## Task description
Pull out every line below that contains the string "catenary". Matches are case-sensitive.

---

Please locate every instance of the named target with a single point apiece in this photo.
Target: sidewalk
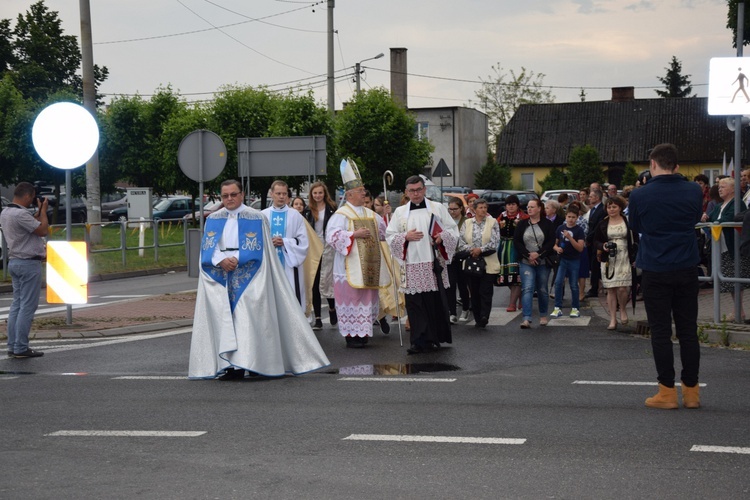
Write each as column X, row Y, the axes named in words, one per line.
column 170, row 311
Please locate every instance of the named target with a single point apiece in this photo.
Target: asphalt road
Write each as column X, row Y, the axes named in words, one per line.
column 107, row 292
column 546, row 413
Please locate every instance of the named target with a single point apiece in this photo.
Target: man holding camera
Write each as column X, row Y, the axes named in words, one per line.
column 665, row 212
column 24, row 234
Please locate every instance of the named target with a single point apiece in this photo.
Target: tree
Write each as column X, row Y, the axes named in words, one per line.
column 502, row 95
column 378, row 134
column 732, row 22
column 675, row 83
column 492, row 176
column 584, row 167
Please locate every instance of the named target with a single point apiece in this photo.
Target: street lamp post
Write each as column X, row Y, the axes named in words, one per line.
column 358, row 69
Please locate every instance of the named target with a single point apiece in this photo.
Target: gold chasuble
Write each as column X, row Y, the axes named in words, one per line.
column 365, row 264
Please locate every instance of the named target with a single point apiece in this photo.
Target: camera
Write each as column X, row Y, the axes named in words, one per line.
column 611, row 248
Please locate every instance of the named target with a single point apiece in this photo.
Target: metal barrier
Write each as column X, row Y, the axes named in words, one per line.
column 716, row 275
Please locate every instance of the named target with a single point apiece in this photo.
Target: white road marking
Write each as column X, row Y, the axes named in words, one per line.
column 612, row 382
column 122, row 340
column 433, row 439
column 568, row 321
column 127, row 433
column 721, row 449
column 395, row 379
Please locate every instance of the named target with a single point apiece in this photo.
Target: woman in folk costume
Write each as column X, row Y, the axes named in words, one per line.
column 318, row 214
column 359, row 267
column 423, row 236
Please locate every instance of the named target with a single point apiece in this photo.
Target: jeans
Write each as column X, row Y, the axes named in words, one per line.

---

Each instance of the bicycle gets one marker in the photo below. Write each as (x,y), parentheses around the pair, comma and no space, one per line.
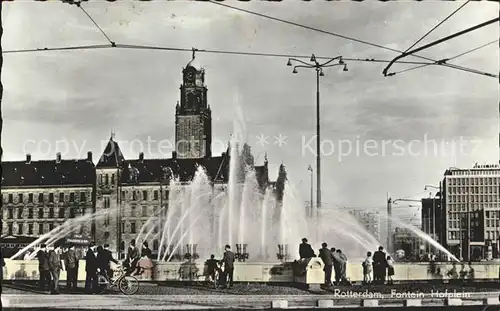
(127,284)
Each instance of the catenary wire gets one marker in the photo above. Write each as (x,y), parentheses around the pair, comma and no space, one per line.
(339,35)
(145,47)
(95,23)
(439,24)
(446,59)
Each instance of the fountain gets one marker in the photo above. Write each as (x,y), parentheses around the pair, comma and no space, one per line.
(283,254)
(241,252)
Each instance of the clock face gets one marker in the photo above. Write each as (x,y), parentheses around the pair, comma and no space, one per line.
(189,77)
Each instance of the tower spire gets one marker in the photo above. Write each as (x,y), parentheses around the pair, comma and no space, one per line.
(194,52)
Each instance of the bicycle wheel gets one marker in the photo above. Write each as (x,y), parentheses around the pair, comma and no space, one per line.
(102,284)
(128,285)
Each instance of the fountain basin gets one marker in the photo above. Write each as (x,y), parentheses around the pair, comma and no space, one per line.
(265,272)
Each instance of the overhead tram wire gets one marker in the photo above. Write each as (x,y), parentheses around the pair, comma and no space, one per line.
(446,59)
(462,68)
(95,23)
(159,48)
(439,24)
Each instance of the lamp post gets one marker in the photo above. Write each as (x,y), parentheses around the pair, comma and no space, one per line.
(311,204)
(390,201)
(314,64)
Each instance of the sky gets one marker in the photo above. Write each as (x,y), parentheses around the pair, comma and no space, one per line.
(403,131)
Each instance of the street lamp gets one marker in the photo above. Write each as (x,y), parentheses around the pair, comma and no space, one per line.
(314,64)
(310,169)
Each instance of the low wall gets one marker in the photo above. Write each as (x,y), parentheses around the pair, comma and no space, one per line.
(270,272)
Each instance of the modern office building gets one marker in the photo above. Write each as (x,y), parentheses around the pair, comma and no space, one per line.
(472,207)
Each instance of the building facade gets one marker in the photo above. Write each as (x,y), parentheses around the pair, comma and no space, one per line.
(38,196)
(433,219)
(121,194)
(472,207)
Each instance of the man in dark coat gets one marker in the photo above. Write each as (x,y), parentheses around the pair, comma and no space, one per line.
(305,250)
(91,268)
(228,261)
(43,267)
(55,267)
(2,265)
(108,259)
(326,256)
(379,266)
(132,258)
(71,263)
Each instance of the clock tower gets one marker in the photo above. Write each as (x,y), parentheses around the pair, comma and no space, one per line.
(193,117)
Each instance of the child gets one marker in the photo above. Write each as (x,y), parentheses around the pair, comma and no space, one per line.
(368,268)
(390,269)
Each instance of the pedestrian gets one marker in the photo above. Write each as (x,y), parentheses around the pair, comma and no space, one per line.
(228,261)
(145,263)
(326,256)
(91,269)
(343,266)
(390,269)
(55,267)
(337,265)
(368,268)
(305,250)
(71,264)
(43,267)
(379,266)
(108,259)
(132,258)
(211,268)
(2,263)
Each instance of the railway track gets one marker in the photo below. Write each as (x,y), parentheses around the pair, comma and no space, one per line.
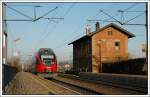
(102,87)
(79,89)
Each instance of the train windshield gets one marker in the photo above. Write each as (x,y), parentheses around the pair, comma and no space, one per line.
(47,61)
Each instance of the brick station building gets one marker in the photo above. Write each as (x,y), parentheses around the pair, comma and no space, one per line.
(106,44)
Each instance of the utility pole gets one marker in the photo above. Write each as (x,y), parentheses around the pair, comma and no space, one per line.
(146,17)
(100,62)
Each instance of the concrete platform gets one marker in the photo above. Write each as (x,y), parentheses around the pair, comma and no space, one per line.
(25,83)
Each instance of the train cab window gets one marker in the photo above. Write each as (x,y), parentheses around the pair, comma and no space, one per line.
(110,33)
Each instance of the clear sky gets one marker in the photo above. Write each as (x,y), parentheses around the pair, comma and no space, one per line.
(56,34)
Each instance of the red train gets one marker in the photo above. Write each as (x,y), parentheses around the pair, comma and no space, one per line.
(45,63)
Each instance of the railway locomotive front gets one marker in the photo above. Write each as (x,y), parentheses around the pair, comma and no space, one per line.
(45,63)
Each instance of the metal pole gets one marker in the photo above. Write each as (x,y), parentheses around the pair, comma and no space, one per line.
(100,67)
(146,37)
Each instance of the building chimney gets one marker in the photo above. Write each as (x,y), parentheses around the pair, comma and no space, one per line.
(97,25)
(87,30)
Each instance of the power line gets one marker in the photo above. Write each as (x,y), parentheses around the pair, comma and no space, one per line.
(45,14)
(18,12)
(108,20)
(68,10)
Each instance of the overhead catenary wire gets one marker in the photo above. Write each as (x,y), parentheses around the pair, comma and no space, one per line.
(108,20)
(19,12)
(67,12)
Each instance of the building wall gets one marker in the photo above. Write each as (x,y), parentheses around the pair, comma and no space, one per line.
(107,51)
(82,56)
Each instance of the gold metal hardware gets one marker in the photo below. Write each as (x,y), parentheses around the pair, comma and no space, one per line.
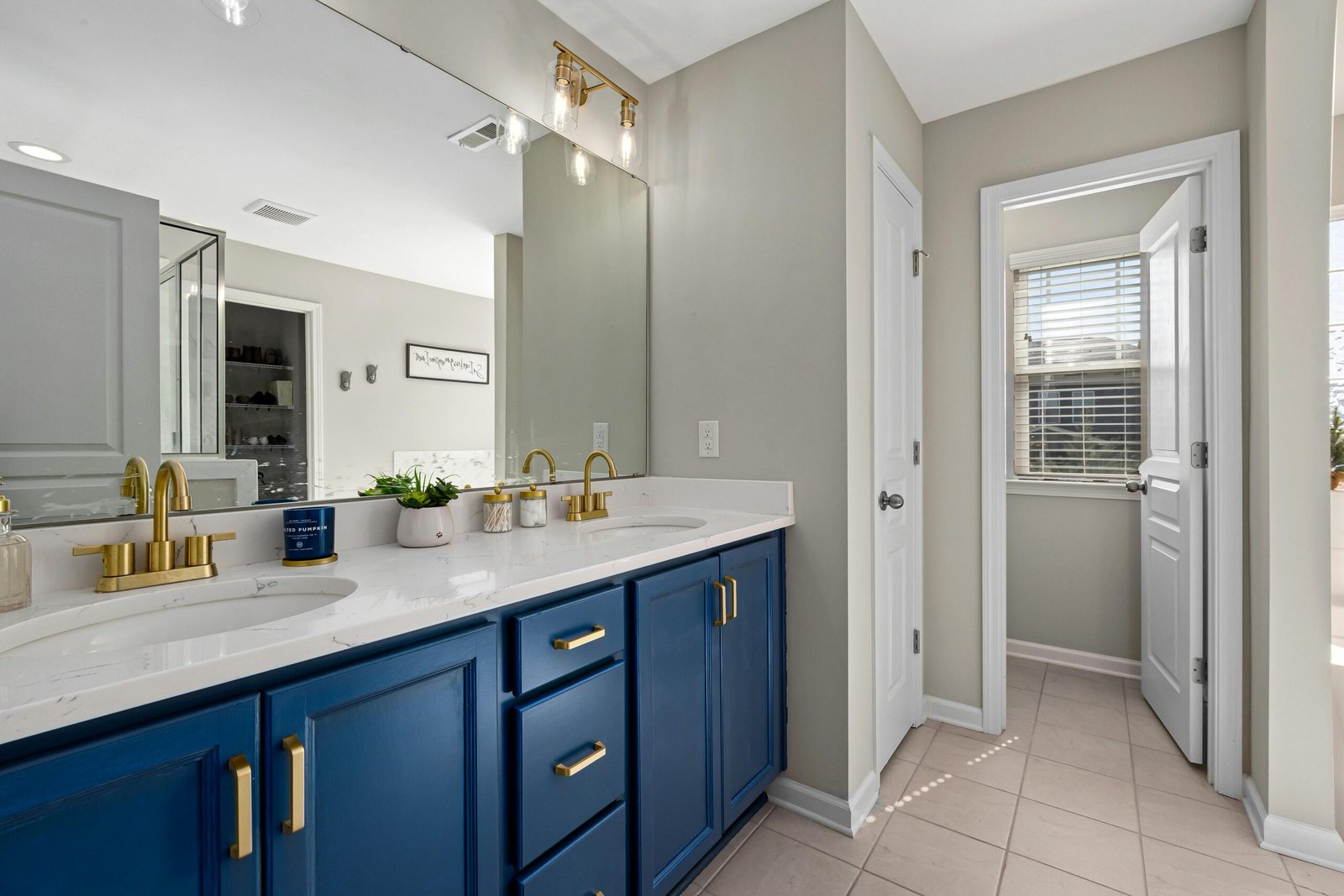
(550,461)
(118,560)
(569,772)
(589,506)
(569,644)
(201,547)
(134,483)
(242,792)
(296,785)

---

## Answer to the problem
Each instance of the catenary wire gets one marker in the photo above. Write each as (x,y), parentheses around the pair, comma and no space, one per line.
Each instance of the overhead catenary wire gets one marker in the photo above. Write each as (x,y), parentheses around the pair, comma and no space, one per line.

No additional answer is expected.